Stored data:
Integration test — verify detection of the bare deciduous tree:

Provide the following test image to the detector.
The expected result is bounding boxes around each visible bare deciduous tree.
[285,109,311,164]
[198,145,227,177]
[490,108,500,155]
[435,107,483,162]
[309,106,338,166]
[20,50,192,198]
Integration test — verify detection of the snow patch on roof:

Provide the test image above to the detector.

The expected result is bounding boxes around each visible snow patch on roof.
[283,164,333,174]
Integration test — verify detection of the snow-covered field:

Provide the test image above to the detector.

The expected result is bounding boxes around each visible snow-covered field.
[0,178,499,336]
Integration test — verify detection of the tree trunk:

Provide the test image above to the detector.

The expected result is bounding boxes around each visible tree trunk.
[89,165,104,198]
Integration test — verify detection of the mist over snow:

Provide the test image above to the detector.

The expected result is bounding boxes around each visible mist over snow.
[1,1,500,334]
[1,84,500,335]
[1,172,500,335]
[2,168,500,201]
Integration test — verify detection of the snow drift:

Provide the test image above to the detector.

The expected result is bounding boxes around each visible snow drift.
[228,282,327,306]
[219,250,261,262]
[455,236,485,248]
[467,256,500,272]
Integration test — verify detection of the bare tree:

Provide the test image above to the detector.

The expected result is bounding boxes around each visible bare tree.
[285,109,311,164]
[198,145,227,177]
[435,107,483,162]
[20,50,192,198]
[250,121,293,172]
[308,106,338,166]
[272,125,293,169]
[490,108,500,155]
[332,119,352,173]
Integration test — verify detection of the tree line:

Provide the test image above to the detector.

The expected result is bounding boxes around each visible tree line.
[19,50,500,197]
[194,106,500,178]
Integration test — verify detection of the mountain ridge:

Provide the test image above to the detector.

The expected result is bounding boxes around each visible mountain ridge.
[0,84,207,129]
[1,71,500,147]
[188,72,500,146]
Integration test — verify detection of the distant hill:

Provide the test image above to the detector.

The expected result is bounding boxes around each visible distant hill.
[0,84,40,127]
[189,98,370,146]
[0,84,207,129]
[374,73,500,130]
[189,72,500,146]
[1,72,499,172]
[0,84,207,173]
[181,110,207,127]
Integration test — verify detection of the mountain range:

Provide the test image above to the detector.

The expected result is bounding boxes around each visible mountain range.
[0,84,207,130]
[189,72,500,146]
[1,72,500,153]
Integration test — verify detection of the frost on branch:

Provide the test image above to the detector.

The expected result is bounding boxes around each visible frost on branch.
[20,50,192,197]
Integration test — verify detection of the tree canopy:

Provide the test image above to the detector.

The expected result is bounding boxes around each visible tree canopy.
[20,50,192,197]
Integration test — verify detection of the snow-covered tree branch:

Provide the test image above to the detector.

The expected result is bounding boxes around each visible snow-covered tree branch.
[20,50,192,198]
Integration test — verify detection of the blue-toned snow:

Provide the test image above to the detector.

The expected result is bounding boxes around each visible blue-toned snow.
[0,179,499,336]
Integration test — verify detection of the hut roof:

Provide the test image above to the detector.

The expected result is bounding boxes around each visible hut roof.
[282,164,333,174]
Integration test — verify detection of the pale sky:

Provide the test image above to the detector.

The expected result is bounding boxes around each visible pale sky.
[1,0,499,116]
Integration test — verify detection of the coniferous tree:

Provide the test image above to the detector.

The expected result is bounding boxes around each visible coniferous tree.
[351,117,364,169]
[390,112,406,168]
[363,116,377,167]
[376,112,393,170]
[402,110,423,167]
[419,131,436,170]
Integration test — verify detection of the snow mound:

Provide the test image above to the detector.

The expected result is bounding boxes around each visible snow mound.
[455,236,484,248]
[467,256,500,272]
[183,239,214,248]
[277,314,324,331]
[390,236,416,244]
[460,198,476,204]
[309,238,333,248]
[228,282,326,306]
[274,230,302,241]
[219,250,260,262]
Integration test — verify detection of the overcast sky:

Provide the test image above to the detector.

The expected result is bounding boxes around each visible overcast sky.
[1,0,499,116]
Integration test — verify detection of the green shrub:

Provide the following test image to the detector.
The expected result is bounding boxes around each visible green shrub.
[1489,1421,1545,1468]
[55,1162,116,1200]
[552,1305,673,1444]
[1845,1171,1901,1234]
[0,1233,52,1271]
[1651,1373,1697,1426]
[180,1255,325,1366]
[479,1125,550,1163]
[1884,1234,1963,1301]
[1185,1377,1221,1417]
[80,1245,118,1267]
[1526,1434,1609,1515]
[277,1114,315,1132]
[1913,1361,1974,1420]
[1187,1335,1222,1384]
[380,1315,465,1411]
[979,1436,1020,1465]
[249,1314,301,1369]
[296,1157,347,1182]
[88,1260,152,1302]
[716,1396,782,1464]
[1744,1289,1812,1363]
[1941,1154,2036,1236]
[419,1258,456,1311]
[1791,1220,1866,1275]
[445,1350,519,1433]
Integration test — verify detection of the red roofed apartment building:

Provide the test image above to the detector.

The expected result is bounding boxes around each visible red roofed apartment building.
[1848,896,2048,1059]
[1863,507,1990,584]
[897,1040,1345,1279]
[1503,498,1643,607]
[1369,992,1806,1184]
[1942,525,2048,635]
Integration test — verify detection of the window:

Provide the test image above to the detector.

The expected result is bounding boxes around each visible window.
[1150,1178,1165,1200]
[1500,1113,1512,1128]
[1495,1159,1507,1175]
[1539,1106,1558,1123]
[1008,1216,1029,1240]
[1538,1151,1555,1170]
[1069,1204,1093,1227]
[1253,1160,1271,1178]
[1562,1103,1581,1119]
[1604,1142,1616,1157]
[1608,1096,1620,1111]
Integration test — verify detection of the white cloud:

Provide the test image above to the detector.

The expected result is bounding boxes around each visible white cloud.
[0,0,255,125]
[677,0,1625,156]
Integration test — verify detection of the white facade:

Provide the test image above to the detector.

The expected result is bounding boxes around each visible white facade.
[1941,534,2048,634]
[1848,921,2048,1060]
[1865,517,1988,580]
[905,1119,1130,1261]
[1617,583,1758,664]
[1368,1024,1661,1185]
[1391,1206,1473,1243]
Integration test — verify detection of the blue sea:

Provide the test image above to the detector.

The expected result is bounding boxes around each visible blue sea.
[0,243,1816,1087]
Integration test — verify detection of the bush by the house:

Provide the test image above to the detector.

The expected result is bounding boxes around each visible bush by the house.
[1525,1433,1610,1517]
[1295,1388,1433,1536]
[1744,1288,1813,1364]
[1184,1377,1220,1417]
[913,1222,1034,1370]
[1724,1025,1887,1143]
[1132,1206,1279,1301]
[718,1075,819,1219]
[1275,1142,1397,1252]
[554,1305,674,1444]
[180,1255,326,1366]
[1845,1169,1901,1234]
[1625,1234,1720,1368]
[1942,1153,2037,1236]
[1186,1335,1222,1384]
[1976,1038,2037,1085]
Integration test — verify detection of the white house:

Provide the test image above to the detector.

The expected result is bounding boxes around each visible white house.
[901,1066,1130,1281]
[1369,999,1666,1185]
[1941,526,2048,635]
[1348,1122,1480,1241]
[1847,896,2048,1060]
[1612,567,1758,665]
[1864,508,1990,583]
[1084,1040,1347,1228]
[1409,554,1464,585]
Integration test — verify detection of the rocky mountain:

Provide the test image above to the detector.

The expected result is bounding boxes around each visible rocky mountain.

= PROBLEM REQUIREMENTS =
If a line in the records above has the word "rocky", copy it out.

= SOLUTION =
Integration test — verify detection of the rocky mountain:
The expected result is bounding boxes around each visible rocky mountain.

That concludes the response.